§ **Problem to work on**
The records below hold pictures; please leave those out and retype the rest exactly.

[Named-object pointing records]
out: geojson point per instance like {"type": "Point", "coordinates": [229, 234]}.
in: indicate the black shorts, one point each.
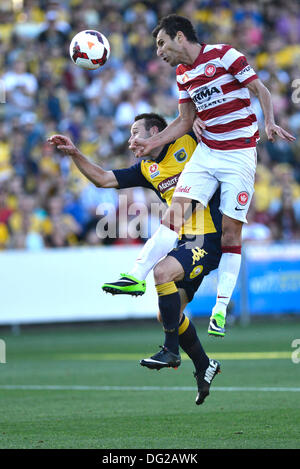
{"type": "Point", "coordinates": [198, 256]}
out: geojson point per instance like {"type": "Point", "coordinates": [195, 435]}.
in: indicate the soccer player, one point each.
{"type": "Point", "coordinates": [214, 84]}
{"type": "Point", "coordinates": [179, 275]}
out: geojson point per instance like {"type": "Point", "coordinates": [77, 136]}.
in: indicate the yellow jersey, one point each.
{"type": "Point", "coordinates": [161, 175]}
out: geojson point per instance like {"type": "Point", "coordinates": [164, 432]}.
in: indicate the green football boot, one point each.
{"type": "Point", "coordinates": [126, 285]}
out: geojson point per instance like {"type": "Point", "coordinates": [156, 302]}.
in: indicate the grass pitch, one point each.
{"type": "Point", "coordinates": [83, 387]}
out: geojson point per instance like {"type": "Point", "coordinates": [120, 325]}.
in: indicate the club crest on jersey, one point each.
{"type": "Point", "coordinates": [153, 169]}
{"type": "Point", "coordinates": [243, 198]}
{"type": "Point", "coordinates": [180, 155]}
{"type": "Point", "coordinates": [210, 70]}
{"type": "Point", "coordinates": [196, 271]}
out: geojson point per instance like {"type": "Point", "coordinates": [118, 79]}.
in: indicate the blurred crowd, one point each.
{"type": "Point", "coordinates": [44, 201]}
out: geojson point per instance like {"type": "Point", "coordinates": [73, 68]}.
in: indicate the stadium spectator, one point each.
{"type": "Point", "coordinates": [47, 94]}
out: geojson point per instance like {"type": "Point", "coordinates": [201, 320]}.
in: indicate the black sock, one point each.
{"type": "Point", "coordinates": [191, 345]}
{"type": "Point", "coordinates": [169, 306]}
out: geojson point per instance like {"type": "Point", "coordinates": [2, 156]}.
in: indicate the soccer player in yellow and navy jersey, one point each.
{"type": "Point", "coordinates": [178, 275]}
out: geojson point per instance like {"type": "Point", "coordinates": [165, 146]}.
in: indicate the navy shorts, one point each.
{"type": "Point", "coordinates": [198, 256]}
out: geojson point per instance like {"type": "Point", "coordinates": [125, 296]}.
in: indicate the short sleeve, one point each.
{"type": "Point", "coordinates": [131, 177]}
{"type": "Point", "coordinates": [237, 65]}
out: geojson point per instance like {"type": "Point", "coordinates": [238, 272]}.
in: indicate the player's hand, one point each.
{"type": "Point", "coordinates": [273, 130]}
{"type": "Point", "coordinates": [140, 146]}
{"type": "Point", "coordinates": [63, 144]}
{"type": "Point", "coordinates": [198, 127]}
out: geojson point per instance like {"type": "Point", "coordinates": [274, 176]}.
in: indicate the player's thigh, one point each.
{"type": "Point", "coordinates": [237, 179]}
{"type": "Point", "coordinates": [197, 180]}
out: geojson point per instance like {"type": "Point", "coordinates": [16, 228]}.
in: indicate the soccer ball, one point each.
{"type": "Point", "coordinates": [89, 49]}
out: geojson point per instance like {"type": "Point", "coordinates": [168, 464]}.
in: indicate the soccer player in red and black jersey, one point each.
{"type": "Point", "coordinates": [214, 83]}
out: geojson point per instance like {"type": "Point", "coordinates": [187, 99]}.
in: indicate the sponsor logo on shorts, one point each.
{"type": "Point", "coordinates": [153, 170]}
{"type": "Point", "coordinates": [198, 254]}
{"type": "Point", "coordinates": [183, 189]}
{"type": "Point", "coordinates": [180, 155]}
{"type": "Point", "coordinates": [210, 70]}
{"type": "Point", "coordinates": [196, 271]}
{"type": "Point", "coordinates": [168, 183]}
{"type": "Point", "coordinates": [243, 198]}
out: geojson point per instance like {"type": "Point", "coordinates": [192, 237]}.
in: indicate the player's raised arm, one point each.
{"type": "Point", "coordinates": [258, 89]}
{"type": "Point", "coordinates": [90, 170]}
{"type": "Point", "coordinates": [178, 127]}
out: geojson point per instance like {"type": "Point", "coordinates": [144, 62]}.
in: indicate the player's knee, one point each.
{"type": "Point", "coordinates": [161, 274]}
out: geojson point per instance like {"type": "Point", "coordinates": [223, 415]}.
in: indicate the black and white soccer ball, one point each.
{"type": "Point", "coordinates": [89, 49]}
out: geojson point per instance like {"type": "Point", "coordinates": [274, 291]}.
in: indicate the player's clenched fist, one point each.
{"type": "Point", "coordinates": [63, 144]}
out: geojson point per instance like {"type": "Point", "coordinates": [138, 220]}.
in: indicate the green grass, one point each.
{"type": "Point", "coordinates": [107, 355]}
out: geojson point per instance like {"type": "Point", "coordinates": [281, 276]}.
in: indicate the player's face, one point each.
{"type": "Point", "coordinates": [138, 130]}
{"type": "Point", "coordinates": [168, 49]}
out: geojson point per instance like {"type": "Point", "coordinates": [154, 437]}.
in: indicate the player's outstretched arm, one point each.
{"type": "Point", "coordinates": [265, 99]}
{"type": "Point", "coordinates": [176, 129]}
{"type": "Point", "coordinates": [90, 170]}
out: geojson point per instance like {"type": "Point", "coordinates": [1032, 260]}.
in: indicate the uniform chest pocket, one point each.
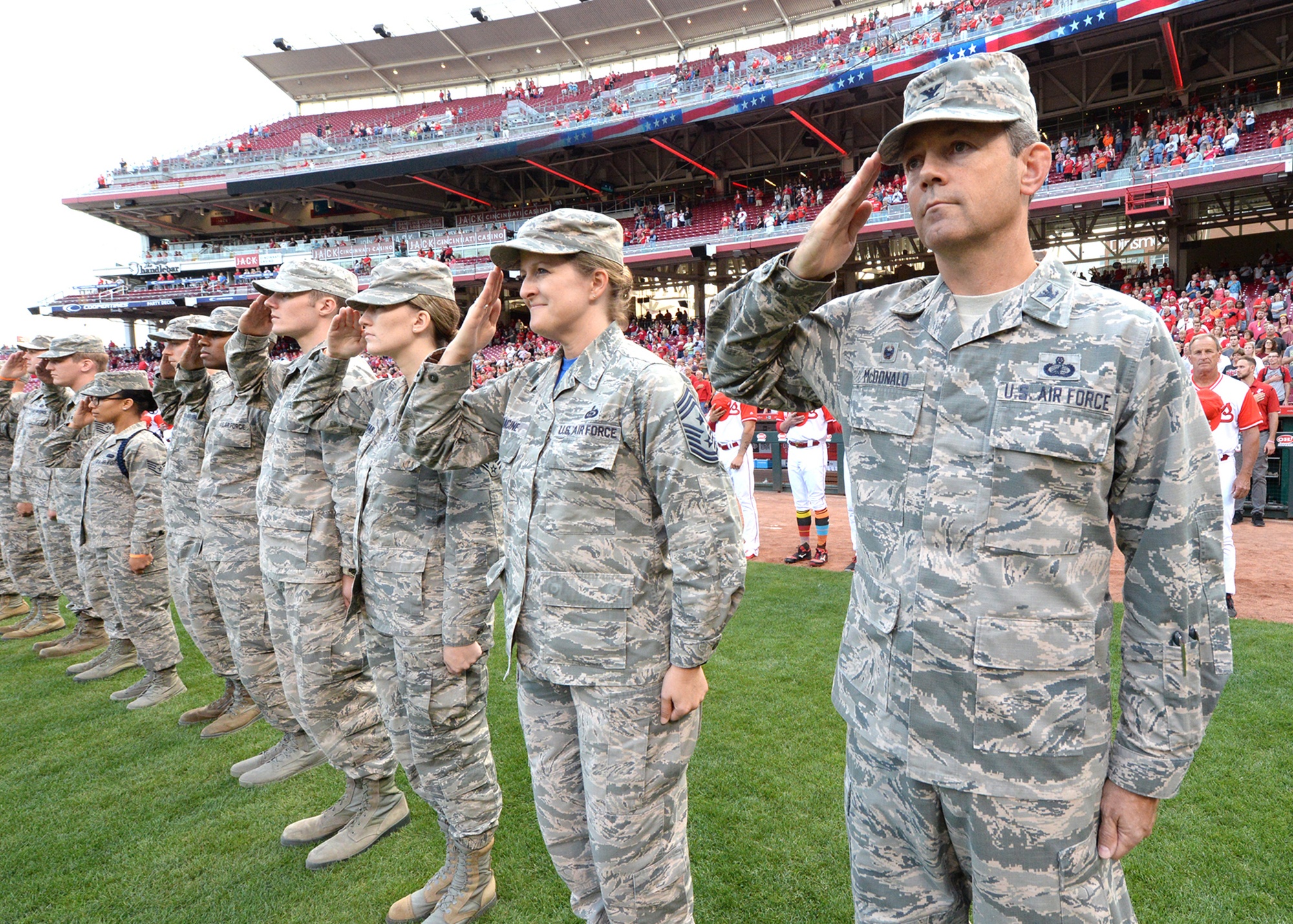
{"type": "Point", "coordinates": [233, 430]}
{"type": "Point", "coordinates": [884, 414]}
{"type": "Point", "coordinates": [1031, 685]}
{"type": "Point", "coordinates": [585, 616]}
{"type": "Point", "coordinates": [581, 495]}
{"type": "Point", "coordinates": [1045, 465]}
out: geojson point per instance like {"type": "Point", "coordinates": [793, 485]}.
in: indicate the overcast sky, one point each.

§ **Full answer**
out: geojson point per instance like {"type": "Point", "coordinates": [229, 234]}.
in: indicate the black shorts, one point each.
{"type": "Point", "coordinates": [198, 256]}
out: geojson point per instance like {"type": "Point", "coordinates": [195, 435]}.
in: indicate the soccer player, one point each.
{"type": "Point", "coordinates": [214, 84]}
{"type": "Point", "coordinates": [179, 275]}
out: geojson point per instance like {"type": "Point", "coordinates": [77, 136]}.
in: indicate the yellow jersey, one point each.
{"type": "Point", "coordinates": [161, 175]}
out: geojson point per instance like {"type": "Point", "coordinates": [164, 432]}.
in: indicate the green football boot, one point each.
{"type": "Point", "coordinates": [126, 285]}
out: geojson point per instance like {"type": "Point", "coordinates": [156, 302]}.
in: indicate the grass pitch, one point each.
{"type": "Point", "coordinates": [83, 387]}
out: geojson point per instance like {"type": "Point", "coordinates": [120, 325]}.
in: indicate the club crest on jersey, one point each.
{"type": "Point", "coordinates": [153, 169]}
{"type": "Point", "coordinates": [243, 198]}
{"type": "Point", "coordinates": [180, 155]}
{"type": "Point", "coordinates": [210, 70]}
{"type": "Point", "coordinates": [196, 271]}
out: geojson point per instance like {"type": "Point", "coordinates": [118, 79]}.
in: indicate the blurred crowd, one point each.
{"type": "Point", "coordinates": [44, 201]}
out: geojson point per instance like {"type": "Point", "coordinates": [73, 68]}.
in: indicate the stadium spectator, one point each.
{"type": "Point", "coordinates": [47, 94]}
out: geojson point per instance like {"type": "Point", "coordinates": [201, 320]}.
in: indicate the black sock, one point each.
{"type": "Point", "coordinates": [191, 345]}
{"type": "Point", "coordinates": [169, 306]}
out: geojson point per instance like {"type": "Point", "coordinates": [2, 156]}.
in: indicate the soccer player in yellow and navy jersey, one point each.
{"type": "Point", "coordinates": [178, 275]}
out: geojson point per instance like {"type": "Point", "coordinates": [165, 146]}.
in: indicate the navy shorts, one point each.
{"type": "Point", "coordinates": [198, 256]}
out: geojson point per instance like {"type": "Point", "coordinates": [125, 296]}.
in: indicate the short sleeve, one point each.
{"type": "Point", "coordinates": [131, 177]}
{"type": "Point", "coordinates": [237, 65]}
out: geojson point per instance like {"type": "Point", "coordinates": [238, 272]}.
in: indicate the player's hand, one point each.
{"type": "Point", "coordinates": [273, 130]}
{"type": "Point", "coordinates": [140, 146]}
{"type": "Point", "coordinates": [63, 144]}
{"type": "Point", "coordinates": [198, 127]}
out: geojson point per instance like {"type": "Point", "coordinates": [274, 176]}.
in: indicate the player's thigh, one point each.
{"type": "Point", "coordinates": [237, 179]}
{"type": "Point", "coordinates": [197, 180]}
out: geojson point per instance like {"type": "Point", "coordinates": [16, 228]}.
in: indicate the soccer ball, one point each.
{"type": "Point", "coordinates": [89, 49]}
out: geojson point per instance like {"type": "Point", "coordinates": [168, 464]}.
in: indicate the soccer player in red and black jersey, one point each.
{"type": "Point", "coordinates": [214, 83]}
out: geojson point per instance like {"type": "Point", "coordinates": [187, 99]}.
in: indicate the sponsor logo on shorts, one point each.
{"type": "Point", "coordinates": [153, 170]}
{"type": "Point", "coordinates": [198, 254]}
{"type": "Point", "coordinates": [183, 189]}
{"type": "Point", "coordinates": [180, 155]}
{"type": "Point", "coordinates": [210, 70]}
{"type": "Point", "coordinates": [196, 271]}
{"type": "Point", "coordinates": [168, 183]}
{"type": "Point", "coordinates": [243, 198]}
out: geojson point per instance like {"type": "Point", "coordinates": [192, 237]}.
in: indicate the player's raised arm, one point each.
{"type": "Point", "coordinates": [258, 89]}
{"type": "Point", "coordinates": [90, 170]}
{"type": "Point", "coordinates": [178, 127]}
out: geojson point per instance like {"type": "Point", "coordinates": [144, 62]}.
in: indicate the player's knee, one point each.
{"type": "Point", "coordinates": [161, 274]}
out: geojson point per instance like {"type": "Point", "coordinates": [223, 415]}.
in: indicate the black and white soccer ball, one point each.
{"type": "Point", "coordinates": [89, 49]}
out: geojson point per instance like {"type": "Point", "coordinates": [274, 291]}.
in: indicate the player's clenched fist, one point each.
{"type": "Point", "coordinates": [63, 144]}
out: geojson point per instance like {"type": "Point", "coordinates": [138, 220]}.
in: indicate the green grass, one point each.
{"type": "Point", "coordinates": [107, 355]}
out: geojson point per instance like {"type": "Point", "coordinates": [281, 276]}.
in: indicate the player's face, one point each.
{"type": "Point", "coordinates": [138, 130]}
{"type": "Point", "coordinates": [168, 49]}
out: geojson point per instance like {"type": "Point", "coordinates": [154, 437]}.
in: indicate the player's outstretched arm, one point each.
{"type": "Point", "coordinates": [265, 99]}
{"type": "Point", "coordinates": [176, 129]}
{"type": "Point", "coordinates": [90, 170]}
out: geojson point per instance like {"type": "Point", "coordinates": [1032, 260]}.
in: indicate the uniform chest pocket, one point each.
{"type": "Point", "coordinates": [233, 430]}
{"type": "Point", "coordinates": [884, 414]}
{"type": "Point", "coordinates": [1031, 685]}
{"type": "Point", "coordinates": [585, 616]}
{"type": "Point", "coordinates": [581, 495]}
{"type": "Point", "coordinates": [1045, 465]}
out: geojson point per instance like {"type": "Point", "coordinates": [793, 485]}.
in: indicate the overcast sky, one point each.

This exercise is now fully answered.